▶ Textauszug
+ + + + +
Wiesn-Kultur ergründet:Maß und Massen

Lesezeit: 6 min

"Hölle, Hölle, Hölle": Das Oktoberfest ist ein teuflischer Dampfkessel voller Bier, Schweiß und Bratenfett - und gerade deshalb ein Ort der irdischen Freuden. Da tanzt sogar die schmallippige Sekretärin großzügig dekolletiert auf der Bank.

Wolfgang Görl

Wer auf der Wiesn mit seinen Kollegen verabredet ist und, weil er noch im Büro zu tun hatte, zwei, drei Stunden verspätet im Bierzelt eintrifft, gerät in Gefahr, an der Welt, womöglich sogar am Oktoberfest zu zweifeln. Da hatte man am Morgen noch mit durchaus seriösen Menschen zu tun, die vor Aktenbergen hockten und mit einem forschen "Mahlzeit" zum Kantinengang aufbrachen, und jetzt erkennt man sie nicht wieder.

Gäste aus Italien auf dem Münchner Oktoberfest: Die Wiesn ist bei jungen Leuten längst zur Populär-Kultur geworden. Und hat sich dabei immer etwas Münchnerisches bewahrt. (Foto: Stephan Rumpf)
+ + + + +
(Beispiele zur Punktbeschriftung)
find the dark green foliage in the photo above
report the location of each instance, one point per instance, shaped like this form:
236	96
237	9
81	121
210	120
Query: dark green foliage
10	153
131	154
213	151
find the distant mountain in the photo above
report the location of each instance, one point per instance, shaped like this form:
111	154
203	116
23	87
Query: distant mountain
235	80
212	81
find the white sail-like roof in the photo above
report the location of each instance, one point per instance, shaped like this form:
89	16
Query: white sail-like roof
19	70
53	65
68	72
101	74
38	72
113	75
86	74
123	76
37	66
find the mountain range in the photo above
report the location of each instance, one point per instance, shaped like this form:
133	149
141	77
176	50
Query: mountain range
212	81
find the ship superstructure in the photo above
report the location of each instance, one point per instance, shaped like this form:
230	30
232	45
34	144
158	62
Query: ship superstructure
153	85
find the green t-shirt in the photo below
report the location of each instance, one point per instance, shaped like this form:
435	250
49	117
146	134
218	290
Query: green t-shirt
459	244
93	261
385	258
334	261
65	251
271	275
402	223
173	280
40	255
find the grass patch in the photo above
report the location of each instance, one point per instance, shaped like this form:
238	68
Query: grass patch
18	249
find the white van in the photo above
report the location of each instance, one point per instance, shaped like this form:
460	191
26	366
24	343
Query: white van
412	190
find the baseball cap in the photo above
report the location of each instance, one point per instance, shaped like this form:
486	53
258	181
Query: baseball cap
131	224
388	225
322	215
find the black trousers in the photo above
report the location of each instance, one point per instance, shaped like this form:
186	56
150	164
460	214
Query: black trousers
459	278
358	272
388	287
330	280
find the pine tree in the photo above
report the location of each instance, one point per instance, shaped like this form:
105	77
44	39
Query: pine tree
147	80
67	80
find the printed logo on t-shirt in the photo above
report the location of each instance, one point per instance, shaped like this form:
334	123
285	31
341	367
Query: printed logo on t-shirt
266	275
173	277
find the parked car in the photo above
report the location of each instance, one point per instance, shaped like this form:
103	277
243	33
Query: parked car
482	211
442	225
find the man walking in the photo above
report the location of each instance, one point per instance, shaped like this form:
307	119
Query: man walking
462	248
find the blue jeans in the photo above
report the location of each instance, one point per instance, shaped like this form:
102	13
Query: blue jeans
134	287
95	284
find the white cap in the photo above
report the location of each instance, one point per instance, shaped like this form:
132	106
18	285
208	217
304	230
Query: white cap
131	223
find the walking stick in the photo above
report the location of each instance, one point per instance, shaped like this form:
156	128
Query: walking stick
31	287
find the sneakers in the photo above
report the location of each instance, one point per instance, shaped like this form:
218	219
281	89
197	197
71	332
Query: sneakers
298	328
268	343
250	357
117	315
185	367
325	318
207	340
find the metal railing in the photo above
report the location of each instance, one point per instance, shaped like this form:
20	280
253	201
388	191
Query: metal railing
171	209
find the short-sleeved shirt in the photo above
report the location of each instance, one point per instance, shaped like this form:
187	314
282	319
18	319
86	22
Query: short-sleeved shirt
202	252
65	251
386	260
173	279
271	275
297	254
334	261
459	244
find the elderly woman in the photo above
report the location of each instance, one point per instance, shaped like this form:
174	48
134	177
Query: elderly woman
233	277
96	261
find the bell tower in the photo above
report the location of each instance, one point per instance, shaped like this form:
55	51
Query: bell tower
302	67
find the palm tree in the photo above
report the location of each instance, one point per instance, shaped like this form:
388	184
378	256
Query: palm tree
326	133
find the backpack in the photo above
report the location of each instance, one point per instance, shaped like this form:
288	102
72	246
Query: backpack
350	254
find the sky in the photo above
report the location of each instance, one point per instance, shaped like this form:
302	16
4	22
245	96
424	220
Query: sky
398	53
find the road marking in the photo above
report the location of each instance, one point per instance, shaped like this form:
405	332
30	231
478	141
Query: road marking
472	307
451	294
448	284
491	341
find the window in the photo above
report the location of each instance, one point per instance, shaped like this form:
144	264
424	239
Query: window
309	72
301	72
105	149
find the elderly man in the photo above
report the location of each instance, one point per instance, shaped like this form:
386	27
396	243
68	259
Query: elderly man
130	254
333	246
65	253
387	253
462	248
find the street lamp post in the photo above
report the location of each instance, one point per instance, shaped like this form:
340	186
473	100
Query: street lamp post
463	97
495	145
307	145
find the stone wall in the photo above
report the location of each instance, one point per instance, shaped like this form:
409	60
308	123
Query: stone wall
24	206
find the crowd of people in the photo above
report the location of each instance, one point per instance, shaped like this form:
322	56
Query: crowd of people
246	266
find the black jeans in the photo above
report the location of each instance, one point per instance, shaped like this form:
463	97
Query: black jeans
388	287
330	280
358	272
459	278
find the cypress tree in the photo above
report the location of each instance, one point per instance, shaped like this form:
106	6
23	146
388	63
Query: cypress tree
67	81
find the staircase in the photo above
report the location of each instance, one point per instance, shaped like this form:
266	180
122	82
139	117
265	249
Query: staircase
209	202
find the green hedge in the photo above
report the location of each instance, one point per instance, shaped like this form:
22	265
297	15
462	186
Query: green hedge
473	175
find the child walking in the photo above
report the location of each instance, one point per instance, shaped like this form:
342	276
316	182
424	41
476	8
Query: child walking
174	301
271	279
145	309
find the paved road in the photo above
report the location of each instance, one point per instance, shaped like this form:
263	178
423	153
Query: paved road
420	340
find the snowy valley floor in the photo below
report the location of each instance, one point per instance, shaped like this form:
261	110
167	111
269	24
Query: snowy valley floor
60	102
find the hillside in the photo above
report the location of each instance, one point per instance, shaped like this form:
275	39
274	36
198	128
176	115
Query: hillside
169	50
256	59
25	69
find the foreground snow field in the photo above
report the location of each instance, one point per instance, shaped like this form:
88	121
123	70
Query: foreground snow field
+ + + + +
▶ Ziel A
Gib den Abschnitt der Zeilen von der Zeile mit „find the snowy“ bis einschließlich zum Ende der Zeilen noch einmal wieder, Anfragen eingeschlossen. Skaliere dabei jede Koordinate in den Antworten, nicht aber in den Anfragen oder deren Formatbeispielen, mit dem Faktor 0,95 und runde auf ganze Zahlen, Hälften aufwärts.
▶ Ziel B
Führe den Artikel über das Oktoberfest nach seinem letzten Satz weiter.

▶ Antwort A
find the snowy valley floor in the photo below
report the location of each instance, one point per instance, shaped like this form:
261	110
167	111
269	24
Query: snowy valley floor
57	97
find the hillside in the photo above
report the location of each instance, one point per instance, shaped like this form:
275	39
274	36
198	128
176	115
Query: hillside
161	48
243	56
24	66
find the foreground snow field in the photo above
report the location of each instance, one point per instance, shaped like this form:
88	121
123	70
Query: foreground snow field

▶ Antwort B
Ist der Mann mit dem Räuberhut und der aufgeknoteten Krawatte, die wie eine tote Schlange an seinem Hals hängt, wirklich der akkurate Buchhalter K.? Handelt es sich bei der Dame im großzügig dekolletierten Dirndl, die unentwegt "Who the fuck is Alice?" ruft, tatsächlich um die schmallippige Sekretärin Sch.-B., die an ihrem Arbeitsplatz eine Bußgeld-Verordnung für Chauvi-Sprüche eingeführt hat? Und wer ist der Herr, der glasigen Blicks abgenagte Hühnerknochen in die Menge wirft? Doch nicht der Abteilungsleiter M.! Obwohl: Physiognomisch ist er eindeutig mit M. identisch.

Wenn die Festkapelle dann noch Wolfgang Petrys "Hölle Hölle Hölle" schmettert, wähnt sich der Neuankömmling eben dort: in einem teuflischen Dampfkessel voller Bier, Schweiß und Bratenfett, in dem die Delinquenten so lange weichgekocht werden, bis sie den Zustand vollkommener Geistlosigkeit als den Gipfel des Glücks empfinden. "Nichts wie weg!", befiehlt eine innere Stimme, die aus jenen Schichten des Gehirns dringt, in denen die gute Erziehung gespeichert ist. In diesem Moment ist Flucht noch möglich - aber wehe, man lässt sich vom Sirenengesang aus 6000 Kehlen betören und bestellt eine Maß. Dann gibt es kein Zurück mehr.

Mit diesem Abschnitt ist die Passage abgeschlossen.